TASK INPUT
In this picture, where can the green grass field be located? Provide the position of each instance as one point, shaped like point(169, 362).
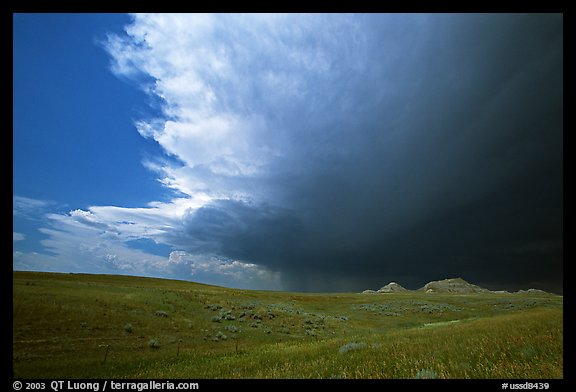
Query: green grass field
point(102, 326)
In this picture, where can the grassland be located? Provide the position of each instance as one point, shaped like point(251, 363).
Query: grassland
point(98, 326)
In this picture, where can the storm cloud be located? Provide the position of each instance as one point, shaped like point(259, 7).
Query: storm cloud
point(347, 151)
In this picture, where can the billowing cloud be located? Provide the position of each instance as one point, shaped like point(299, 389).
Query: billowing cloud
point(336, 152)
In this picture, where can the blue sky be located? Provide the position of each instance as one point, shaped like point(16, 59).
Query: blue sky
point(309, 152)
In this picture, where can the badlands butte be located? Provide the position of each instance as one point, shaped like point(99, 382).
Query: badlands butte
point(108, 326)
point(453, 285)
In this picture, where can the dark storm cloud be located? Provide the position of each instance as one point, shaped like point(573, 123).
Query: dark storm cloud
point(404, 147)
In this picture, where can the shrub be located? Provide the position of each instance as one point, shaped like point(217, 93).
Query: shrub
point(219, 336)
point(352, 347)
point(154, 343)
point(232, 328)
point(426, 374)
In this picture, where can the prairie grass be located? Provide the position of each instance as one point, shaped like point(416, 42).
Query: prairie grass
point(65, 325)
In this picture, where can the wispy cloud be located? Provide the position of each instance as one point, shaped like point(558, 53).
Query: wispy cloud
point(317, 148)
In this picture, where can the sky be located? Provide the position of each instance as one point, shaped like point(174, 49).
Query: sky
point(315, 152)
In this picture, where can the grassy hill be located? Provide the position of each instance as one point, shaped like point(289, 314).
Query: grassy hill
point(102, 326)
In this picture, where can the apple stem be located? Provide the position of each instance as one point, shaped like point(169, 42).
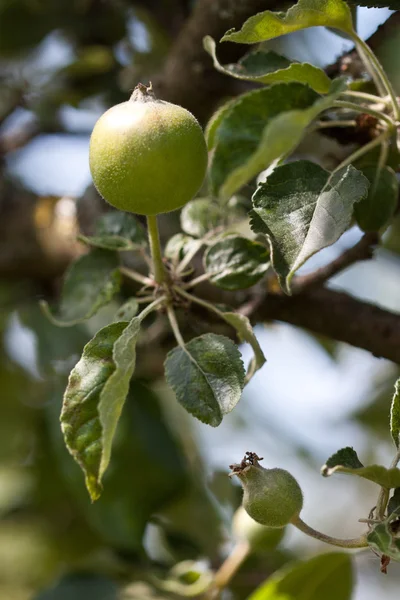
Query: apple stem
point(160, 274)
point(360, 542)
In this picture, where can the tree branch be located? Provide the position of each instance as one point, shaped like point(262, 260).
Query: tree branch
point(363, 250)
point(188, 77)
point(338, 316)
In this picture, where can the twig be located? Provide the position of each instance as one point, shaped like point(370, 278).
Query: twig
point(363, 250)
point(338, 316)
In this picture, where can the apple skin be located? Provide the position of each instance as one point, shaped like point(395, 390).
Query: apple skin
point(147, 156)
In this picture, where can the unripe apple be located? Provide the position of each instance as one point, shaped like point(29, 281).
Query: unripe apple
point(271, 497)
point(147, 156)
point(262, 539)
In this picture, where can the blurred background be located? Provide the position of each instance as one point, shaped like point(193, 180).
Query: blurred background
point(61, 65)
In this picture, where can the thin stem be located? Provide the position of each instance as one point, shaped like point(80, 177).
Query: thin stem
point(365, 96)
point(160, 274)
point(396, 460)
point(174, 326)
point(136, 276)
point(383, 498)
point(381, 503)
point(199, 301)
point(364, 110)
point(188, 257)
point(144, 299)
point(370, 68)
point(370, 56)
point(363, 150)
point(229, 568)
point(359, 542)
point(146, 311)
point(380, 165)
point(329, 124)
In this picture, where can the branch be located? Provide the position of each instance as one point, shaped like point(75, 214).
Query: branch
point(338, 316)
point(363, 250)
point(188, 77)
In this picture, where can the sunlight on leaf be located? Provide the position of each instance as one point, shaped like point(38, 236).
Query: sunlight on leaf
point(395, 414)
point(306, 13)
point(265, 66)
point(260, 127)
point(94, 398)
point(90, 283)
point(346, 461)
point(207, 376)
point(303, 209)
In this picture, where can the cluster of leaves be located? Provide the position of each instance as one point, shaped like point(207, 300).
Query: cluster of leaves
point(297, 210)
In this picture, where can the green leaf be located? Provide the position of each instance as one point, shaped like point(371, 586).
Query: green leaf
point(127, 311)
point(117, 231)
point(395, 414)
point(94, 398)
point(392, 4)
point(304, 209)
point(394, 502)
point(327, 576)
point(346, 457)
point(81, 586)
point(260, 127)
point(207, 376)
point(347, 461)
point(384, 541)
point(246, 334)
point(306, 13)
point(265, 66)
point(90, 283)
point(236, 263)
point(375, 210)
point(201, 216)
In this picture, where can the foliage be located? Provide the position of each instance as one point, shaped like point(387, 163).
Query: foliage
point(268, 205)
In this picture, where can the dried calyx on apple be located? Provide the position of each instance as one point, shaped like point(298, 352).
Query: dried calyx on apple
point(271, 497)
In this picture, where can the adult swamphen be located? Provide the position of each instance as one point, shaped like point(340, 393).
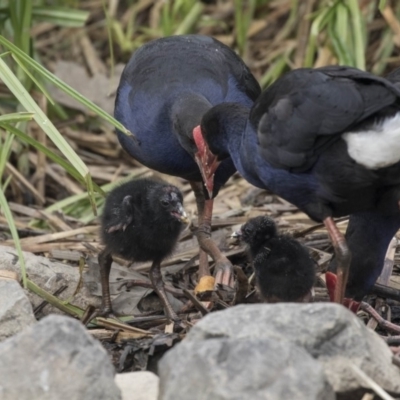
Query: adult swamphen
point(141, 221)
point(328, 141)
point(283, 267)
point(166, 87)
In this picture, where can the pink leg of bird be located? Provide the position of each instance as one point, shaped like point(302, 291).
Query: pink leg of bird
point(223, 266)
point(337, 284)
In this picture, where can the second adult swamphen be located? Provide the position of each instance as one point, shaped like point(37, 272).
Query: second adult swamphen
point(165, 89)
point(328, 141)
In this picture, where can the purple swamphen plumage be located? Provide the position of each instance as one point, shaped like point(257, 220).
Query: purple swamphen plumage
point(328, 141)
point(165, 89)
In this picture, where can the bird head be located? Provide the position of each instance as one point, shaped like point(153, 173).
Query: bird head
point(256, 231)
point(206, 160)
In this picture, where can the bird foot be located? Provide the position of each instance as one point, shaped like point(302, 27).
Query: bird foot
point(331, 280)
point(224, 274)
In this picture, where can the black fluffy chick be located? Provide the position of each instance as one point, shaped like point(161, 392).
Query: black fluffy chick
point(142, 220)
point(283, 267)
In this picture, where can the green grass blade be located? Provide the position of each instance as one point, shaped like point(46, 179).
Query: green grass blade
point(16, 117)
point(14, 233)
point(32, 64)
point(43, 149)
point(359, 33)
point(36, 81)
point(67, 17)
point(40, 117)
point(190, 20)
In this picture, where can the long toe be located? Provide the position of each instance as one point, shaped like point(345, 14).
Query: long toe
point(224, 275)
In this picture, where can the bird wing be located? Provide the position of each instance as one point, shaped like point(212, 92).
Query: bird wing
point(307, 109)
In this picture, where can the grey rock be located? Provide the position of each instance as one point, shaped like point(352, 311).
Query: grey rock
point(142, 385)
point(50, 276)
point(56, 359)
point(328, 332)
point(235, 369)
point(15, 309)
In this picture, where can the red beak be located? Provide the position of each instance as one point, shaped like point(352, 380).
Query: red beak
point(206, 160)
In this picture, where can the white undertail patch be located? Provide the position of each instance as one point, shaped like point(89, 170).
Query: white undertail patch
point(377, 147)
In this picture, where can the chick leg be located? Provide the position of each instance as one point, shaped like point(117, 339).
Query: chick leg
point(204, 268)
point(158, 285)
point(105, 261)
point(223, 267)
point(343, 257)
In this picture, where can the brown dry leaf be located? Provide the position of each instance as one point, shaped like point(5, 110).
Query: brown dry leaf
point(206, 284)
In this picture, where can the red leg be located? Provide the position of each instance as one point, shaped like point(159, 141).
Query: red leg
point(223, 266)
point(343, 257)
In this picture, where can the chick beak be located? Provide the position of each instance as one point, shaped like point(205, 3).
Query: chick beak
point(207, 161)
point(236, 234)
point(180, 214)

* * *

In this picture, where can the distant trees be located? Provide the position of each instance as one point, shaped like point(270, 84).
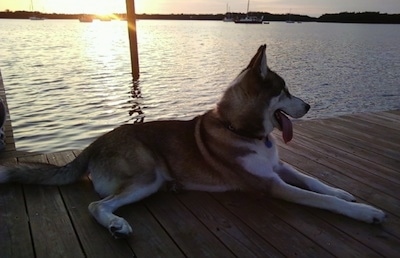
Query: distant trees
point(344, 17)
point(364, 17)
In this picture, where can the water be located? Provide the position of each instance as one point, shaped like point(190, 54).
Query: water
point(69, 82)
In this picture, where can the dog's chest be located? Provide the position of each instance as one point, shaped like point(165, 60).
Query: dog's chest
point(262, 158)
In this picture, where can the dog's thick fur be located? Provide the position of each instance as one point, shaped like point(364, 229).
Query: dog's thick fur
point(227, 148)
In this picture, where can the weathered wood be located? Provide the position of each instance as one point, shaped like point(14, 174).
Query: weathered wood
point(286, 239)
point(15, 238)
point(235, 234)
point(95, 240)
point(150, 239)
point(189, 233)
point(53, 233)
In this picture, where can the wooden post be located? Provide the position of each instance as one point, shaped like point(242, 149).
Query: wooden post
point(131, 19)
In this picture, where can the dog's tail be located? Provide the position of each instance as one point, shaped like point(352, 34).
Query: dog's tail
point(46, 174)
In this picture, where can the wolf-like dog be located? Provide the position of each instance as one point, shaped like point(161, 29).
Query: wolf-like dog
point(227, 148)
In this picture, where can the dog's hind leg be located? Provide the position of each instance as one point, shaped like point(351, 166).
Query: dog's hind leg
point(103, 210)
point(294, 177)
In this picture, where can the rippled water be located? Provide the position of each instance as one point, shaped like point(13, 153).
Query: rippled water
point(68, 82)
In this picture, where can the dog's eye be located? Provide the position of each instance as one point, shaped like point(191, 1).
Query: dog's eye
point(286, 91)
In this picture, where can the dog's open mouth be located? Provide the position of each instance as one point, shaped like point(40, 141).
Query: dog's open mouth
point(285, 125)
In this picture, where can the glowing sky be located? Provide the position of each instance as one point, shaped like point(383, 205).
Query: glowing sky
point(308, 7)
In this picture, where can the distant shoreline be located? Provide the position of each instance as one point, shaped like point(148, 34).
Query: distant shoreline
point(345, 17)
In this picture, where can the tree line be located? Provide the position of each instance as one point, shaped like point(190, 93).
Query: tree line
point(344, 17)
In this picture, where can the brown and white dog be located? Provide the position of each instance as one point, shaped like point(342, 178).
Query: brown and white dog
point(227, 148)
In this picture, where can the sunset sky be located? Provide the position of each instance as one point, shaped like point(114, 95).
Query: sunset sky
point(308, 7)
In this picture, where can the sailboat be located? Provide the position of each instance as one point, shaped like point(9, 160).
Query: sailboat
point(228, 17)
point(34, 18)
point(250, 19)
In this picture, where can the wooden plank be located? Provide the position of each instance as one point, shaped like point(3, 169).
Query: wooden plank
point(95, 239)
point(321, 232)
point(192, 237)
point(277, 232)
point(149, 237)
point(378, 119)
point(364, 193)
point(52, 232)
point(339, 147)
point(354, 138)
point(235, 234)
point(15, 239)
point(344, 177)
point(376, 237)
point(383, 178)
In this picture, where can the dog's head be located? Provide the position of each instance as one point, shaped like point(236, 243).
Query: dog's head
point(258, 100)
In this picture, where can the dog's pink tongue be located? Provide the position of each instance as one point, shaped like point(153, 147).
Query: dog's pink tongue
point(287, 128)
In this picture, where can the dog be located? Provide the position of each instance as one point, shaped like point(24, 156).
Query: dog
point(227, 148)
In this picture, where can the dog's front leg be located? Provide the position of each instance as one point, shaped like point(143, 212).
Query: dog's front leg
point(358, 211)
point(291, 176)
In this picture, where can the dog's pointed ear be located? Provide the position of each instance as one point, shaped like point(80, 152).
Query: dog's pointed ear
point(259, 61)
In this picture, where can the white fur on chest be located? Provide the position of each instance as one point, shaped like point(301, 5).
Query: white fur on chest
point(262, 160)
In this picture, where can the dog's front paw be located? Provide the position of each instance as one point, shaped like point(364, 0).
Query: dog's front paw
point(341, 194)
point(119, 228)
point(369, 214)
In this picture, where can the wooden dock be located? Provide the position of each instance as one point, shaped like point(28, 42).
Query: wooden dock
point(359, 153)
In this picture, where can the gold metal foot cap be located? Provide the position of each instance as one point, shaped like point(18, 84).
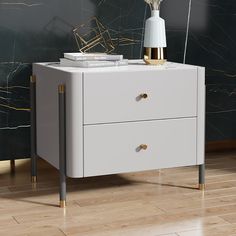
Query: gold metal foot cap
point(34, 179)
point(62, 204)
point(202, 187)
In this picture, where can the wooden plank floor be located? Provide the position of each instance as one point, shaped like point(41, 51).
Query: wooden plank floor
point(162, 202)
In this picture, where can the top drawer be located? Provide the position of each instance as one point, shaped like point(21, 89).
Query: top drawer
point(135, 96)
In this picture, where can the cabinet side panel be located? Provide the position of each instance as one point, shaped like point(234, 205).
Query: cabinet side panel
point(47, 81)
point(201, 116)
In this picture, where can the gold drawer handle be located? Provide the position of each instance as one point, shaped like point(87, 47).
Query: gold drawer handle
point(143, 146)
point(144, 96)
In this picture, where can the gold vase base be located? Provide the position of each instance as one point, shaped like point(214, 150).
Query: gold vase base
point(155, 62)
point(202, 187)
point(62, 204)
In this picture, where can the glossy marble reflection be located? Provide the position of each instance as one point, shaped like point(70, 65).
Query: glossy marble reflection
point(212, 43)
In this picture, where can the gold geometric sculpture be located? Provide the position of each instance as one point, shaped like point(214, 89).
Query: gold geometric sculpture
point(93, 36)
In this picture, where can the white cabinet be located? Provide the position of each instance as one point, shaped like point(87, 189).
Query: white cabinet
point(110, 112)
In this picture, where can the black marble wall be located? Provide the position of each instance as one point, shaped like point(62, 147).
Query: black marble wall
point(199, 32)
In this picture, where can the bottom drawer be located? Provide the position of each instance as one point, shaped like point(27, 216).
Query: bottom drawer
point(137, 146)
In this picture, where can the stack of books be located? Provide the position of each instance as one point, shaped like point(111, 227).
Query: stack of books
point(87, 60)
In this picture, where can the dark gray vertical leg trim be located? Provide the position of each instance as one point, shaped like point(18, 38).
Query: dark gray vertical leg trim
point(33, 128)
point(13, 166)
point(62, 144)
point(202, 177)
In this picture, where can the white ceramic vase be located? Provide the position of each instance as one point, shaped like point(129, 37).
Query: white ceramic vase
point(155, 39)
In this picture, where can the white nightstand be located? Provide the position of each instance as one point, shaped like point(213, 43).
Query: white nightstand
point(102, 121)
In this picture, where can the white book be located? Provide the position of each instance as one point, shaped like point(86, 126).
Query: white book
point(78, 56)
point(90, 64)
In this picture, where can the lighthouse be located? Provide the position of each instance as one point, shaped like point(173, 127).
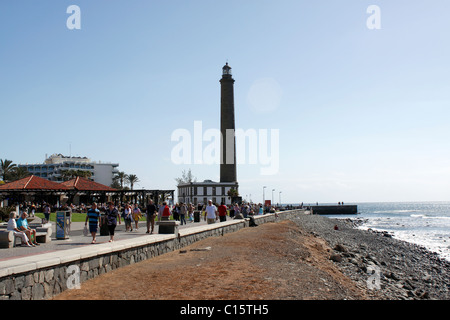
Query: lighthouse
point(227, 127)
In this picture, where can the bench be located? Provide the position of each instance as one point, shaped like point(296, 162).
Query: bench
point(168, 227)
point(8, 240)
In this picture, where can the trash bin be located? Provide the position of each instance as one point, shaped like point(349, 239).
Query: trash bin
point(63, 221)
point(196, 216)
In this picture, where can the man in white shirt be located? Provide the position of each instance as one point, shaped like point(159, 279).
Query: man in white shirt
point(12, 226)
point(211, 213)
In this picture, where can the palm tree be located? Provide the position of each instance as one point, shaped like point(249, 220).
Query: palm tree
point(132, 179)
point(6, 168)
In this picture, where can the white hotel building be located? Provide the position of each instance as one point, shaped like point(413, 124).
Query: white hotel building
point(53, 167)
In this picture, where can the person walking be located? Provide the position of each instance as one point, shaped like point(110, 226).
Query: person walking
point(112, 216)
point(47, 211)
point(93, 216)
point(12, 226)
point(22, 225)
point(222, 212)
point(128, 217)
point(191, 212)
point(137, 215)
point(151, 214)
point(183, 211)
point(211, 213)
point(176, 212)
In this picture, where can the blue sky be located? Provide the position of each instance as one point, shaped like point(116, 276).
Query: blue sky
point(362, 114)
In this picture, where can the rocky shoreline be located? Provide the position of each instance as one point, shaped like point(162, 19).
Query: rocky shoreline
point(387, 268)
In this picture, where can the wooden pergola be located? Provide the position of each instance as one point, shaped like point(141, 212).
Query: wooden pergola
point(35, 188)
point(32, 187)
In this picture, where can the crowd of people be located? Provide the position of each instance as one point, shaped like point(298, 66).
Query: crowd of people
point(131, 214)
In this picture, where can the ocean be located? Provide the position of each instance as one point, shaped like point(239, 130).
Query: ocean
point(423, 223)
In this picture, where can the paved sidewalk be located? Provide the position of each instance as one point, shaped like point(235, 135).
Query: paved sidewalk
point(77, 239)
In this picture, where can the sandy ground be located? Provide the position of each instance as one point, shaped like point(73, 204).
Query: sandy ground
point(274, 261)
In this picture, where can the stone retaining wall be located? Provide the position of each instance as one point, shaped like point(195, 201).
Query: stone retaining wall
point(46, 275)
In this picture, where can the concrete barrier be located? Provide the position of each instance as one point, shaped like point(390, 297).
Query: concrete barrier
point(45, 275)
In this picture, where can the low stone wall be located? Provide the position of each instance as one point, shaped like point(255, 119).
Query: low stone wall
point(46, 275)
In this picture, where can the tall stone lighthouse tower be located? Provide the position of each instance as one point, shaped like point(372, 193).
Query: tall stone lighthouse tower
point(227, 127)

REQUEST
Return, word for word, the part of the material that opens with the line containing "In this picture, where can the white ceramic" and closes with the line containing "point(155, 39)", including both of those lines.

EXERCISE SOLUTION
In this picture, where can the white ceramic vase be located? Provide the position of each instance as one point, shaped like point(129, 37).
Query: white ceramic vase
point(155, 39)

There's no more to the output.